| SHORT EXERCISE 1 |
Pull out every line of the records below that contains the string "brick".

======== DOCUMENT SECTION

Capitalism Entrenched at Independence in Kenya
As resistance in Kenya made independence inevitable, Britain aimed to ensure that Kenya remained capitalist and did not turn to socialism. It overturned the aims of the Mau Mau struggle and its quest for land, freedom and justice. The radicals in Mau Mau and in the early KANU Party were well aware of this neo-colonial danger as they pointed out in 1961 in their document The Two Paths Ahead.2 The British support of Jomo Kenyatta and the moderates he led ensured that capitalism and a Western-orientated government came to power. This support included the suppression of radical political parties, trade unions, political and social organisations as well as the marginalisation and undermining of their leaders. Other methods used to instill capitalist values among younger generations included using education, culture, media, and laws as ways of creating a There-Is-No-AlternativeTo-Capitalism mentality that served the longterm interests of imperialism. This imperialist intervention in Kenya ensured the survival of capitalism after independence. It also removed socialist ideas from the public domain, including education, media and government policies. But they continued underground.
Colonialism attacked the ideology, the organisations and the leadership of all the three pillars of resistance to colonialism, capitalism and imperialism: Mau Mau, the radical trade union movement under the East African Trade Union Congress and people’s resistance in all walks of life. Its first attack was on the concept of classes and class division which capitalism itself had created and whose existence colonialism and imperialism sought to hide. Their reasoning was that working people would find it difficult to attack capitalism if its main manifestation – classes – is not seen by people as their main enemy.

================
======== DATASET ENTRIES

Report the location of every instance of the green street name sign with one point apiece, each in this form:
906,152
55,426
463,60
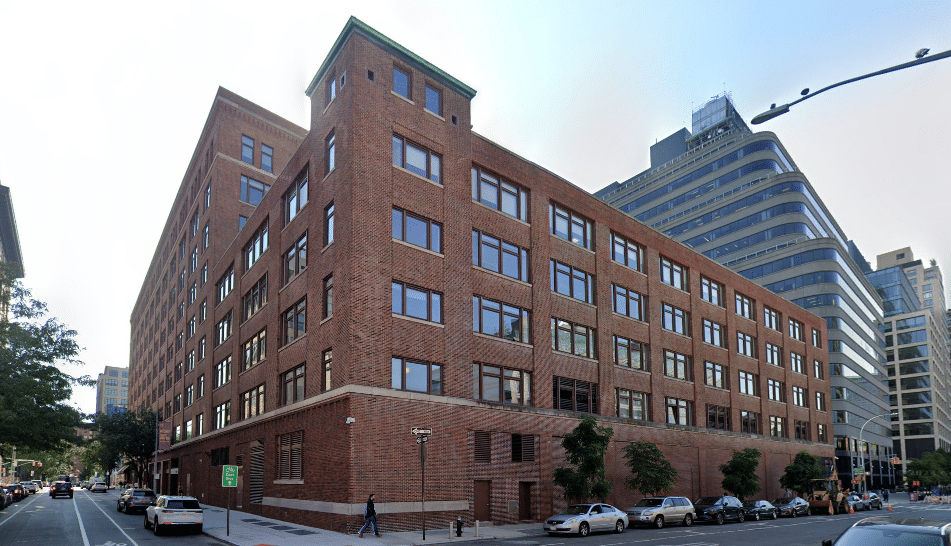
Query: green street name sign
229,476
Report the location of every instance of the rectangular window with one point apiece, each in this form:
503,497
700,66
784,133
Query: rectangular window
745,307
225,284
327,361
630,354
718,417
497,255
749,422
632,405
800,397
252,402
504,196
679,412
252,191
714,333
290,456
255,247
777,426
673,274
795,363
711,291
498,384
420,303
774,355
328,307
417,376
295,321
575,339
417,230
746,344
296,197
795,329
433,100
254,350
247,149
402,83
223,415
775,390
255,298
627,253
677,366
771,318
295,259
223,372
267,158
292,383
329,224
568,225
417,159
575,395
223,328
749,384
675,320
497,319
715,375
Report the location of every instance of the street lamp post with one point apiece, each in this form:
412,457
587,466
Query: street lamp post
782,109
862,442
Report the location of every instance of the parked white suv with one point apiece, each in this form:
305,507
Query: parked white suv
658,511
169,512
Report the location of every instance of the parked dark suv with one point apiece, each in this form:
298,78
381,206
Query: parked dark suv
59,489
719,509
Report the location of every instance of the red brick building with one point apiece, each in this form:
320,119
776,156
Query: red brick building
393,269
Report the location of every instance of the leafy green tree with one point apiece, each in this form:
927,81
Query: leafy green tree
651,472
933,468
34,413
739,473
129,434
585,447
800,473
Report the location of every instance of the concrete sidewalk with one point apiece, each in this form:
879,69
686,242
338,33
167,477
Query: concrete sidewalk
250,530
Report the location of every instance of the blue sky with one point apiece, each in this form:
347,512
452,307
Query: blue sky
101,104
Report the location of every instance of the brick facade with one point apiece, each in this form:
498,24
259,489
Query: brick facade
342,462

================

| SHORT EXERCISE 2 |
In the passage on capitalism at Kenya's independence, what was the title of the 1961 document in which the radicals pointed out the neo-colonial danger?

| RIGHT ANSWER 1 |
Report the location of every instance of the red brick building with one point apiece, each in this form:
Query: red brick building
Report the location of every instance of the brick facade with one point apiece, each in this form:
Query: brick facade

| RIGHT ANSWER 2 |
The Two Paths Ahead